TEXT SECTION: Begin

Hossam El Beheiry
University of Toronto, Canada
Title: Uses and Abuses of Opioids for Chronic Non-Cancer Pain
Biography
Biography: Hossam El Beheiry
Abstract
Non-cancer chronic pain is pain lasting longer than three months or past the normal time for tissue healing not related to malignancy (Neurology 83:1277-84, 2014). Non-opioid medications were the only class of analgesics that was used for managing these conditions until the later part of 1990s. Following the recommendation of various medical authorities, various opioid compounds were used for the long term management of non-cancer chronic pain. However, such development resulted in an exponential increase in the number of prescriptions of opioids as well as an increase in the incidence of side effects and overdose related to these potent drugs. Over the last two decades, many studies particularly in the last five to seven years have been performed to investigate the efficacies and side effects of opioid therapy for non-cancer chronic pain. The purpose of this paper is to review such studies including systematic reviews, discuss the recent Canadian guidelines and evaluate the occurrence of side effects in addition to overdose and risks of long-term therapy. All relevant articles in the last five years were reviewed pertaining to the effectiveness, side effects and abuses, dosing strategies and risk assessment of opioid therapy for non-cancer chronic pain (Ann Int Med 162:276-86, 2015). The preliminary results of the review showed an equivocal evidence for long term effectiveness of opioid medications to control chronic non-cancer pain. Additionally, the preliminary results support the notion that long term opioid administration is associated with dose-dependent risk for serious side effects and abuses.

TEXT SECTION: End

**YOUR ASSIGNMENT**
According to the abstract on opioids for chronic non-cancer pain, how long must pain last to count as non-cancer chronic pain? The rows that come next are separate material, unrelated to the abstract on opioids for chronic non-cancer pain.

DATASET EXCERPTS: Begin

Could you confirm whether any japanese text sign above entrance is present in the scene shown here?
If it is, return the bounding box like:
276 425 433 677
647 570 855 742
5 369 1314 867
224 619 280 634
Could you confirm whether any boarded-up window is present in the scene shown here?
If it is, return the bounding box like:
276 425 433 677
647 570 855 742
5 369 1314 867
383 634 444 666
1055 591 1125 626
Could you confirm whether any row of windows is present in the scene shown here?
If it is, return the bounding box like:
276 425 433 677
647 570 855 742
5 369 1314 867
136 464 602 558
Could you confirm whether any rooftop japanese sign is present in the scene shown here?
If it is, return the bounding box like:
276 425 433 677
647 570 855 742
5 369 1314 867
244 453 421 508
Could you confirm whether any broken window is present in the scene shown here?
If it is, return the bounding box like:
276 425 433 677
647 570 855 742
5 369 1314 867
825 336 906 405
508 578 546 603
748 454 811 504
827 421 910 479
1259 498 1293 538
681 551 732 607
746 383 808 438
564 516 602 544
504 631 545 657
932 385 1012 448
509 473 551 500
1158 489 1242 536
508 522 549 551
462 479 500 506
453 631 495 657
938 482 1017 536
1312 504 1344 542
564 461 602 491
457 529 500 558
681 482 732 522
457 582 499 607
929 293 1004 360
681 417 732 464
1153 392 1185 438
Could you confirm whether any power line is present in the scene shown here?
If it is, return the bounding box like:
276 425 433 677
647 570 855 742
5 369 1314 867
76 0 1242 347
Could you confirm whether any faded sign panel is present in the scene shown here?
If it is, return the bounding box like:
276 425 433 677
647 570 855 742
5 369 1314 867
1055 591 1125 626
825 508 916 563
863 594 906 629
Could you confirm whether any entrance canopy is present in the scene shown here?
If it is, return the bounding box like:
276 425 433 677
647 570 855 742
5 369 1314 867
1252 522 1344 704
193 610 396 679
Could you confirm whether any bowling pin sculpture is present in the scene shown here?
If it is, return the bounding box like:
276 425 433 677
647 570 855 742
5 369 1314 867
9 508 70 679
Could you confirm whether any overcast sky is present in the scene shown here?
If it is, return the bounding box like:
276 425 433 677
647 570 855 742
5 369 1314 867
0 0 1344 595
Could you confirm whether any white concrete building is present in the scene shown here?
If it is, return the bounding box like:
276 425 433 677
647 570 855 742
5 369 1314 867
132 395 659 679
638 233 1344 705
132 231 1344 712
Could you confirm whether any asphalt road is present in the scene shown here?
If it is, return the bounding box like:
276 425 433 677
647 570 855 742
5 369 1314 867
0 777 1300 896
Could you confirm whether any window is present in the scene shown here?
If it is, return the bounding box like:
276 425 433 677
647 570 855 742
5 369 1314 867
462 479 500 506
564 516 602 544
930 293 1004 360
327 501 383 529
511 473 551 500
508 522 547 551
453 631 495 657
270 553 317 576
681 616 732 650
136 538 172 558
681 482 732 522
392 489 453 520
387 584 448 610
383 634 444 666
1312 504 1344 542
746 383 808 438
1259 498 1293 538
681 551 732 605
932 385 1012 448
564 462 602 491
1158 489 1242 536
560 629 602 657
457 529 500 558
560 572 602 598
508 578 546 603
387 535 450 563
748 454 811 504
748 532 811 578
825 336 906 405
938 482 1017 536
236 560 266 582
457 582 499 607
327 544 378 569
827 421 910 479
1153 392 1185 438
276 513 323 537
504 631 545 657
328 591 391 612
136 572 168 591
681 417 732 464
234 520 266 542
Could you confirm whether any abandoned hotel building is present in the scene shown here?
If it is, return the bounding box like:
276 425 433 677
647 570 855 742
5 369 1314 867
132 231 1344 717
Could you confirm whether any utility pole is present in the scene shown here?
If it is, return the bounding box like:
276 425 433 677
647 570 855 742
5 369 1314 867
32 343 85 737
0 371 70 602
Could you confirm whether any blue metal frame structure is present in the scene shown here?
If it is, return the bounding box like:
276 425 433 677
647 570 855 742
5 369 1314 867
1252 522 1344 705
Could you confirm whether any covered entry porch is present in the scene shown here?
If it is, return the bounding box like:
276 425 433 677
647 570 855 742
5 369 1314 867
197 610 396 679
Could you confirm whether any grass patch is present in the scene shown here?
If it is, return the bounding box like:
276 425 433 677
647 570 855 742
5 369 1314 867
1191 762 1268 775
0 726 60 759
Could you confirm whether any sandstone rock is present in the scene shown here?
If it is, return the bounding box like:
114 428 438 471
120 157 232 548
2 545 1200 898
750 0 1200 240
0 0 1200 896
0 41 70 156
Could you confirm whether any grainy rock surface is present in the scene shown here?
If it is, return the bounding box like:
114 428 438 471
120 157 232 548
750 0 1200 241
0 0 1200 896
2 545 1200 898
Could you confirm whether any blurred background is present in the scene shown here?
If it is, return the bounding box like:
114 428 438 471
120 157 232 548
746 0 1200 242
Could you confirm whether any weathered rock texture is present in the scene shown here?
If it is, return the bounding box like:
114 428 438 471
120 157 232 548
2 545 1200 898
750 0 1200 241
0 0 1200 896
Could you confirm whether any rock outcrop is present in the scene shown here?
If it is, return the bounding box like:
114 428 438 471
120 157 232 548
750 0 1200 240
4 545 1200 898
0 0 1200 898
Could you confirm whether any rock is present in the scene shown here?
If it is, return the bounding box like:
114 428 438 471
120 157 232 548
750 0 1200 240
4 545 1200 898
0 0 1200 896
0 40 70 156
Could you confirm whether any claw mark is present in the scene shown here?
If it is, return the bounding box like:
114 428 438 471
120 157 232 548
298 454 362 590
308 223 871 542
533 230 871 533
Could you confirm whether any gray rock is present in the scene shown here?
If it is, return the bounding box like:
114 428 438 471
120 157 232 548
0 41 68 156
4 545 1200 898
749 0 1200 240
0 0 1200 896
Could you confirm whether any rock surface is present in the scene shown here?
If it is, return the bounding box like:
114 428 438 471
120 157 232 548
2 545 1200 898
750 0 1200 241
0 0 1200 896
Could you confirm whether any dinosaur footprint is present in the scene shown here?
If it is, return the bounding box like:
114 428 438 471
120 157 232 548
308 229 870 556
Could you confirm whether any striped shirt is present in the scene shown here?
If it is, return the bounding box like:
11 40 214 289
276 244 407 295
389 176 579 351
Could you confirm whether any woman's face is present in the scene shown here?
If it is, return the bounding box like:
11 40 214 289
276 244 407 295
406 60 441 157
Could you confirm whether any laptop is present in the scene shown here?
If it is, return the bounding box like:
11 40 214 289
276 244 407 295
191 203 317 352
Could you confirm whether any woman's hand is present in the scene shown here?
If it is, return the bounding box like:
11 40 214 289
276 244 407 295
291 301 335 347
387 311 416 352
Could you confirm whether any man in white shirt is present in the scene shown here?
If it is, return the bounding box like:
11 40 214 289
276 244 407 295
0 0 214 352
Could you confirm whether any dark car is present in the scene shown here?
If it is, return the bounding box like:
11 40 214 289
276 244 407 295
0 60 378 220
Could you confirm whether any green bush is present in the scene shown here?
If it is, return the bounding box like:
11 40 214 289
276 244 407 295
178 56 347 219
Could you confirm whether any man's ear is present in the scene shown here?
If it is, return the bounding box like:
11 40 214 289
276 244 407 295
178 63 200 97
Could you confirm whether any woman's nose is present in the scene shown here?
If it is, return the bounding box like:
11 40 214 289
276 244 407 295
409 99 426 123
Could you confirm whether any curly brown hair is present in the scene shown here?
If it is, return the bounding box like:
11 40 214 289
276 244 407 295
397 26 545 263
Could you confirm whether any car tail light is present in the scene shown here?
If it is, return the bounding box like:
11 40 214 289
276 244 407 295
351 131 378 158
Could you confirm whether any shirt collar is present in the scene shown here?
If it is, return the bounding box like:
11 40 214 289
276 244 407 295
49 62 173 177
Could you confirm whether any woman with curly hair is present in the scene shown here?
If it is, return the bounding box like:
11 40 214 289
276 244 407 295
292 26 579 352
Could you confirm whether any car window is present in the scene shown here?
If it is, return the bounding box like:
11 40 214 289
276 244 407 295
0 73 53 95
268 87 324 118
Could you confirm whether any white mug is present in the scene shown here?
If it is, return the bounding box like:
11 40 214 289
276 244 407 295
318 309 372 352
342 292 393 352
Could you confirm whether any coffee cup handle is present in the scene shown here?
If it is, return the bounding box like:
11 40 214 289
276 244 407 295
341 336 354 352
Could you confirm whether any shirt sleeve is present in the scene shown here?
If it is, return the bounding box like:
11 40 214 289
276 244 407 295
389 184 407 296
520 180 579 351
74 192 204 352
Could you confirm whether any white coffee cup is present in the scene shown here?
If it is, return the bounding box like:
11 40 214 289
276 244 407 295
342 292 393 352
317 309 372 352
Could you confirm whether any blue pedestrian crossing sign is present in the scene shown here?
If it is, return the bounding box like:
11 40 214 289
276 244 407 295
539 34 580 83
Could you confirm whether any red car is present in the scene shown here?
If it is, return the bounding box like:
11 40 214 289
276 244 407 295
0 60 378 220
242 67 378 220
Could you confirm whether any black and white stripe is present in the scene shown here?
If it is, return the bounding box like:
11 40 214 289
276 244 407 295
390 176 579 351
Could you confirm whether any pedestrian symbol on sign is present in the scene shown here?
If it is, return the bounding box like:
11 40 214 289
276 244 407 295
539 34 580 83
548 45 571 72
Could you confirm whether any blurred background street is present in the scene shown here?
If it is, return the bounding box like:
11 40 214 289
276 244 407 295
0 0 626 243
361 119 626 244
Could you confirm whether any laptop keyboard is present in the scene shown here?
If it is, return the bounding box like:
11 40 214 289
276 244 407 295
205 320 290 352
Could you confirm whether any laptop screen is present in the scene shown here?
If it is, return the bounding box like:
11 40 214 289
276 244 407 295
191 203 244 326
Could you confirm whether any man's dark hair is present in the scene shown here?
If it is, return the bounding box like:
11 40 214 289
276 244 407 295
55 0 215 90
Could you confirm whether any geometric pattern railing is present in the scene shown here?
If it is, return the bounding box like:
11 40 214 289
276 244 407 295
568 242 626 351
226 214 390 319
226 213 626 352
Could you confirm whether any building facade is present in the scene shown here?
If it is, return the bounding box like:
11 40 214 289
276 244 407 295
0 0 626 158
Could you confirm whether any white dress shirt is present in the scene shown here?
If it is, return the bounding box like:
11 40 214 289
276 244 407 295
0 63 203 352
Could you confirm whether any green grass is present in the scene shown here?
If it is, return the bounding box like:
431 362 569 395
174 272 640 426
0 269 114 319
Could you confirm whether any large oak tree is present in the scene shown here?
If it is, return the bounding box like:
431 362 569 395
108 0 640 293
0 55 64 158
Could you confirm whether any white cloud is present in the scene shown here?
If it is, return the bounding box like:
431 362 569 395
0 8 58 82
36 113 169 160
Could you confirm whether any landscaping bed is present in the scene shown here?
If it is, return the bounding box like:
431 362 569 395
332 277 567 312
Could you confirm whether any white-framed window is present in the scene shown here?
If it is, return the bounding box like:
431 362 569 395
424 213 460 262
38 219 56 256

DATASET EXCERPTS: End

**WRITTEN SOLUTION**
Longer than three months or past the normal time for tissue healing, not related to malignancy.